Exercise objective: Please repeat every record below exactly as written, but leave out the pictures.
=== Listed records ===
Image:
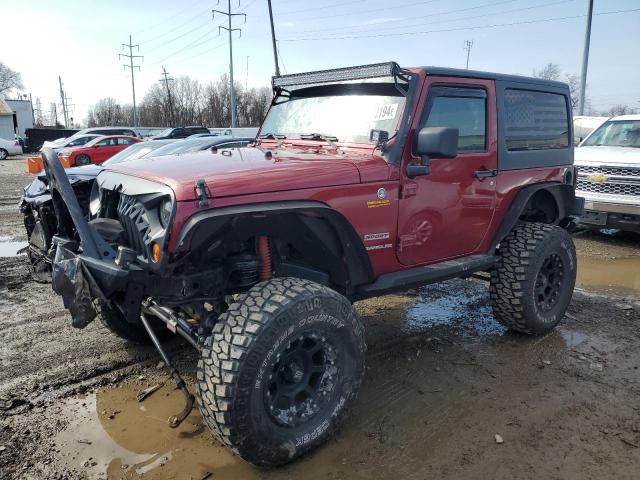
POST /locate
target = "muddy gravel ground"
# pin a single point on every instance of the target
(448, 394)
===
Completed exercise:
Image:
POST /locate
target = "muddy gravel ground"
# pin a single point on every instance of the target
(448, 394)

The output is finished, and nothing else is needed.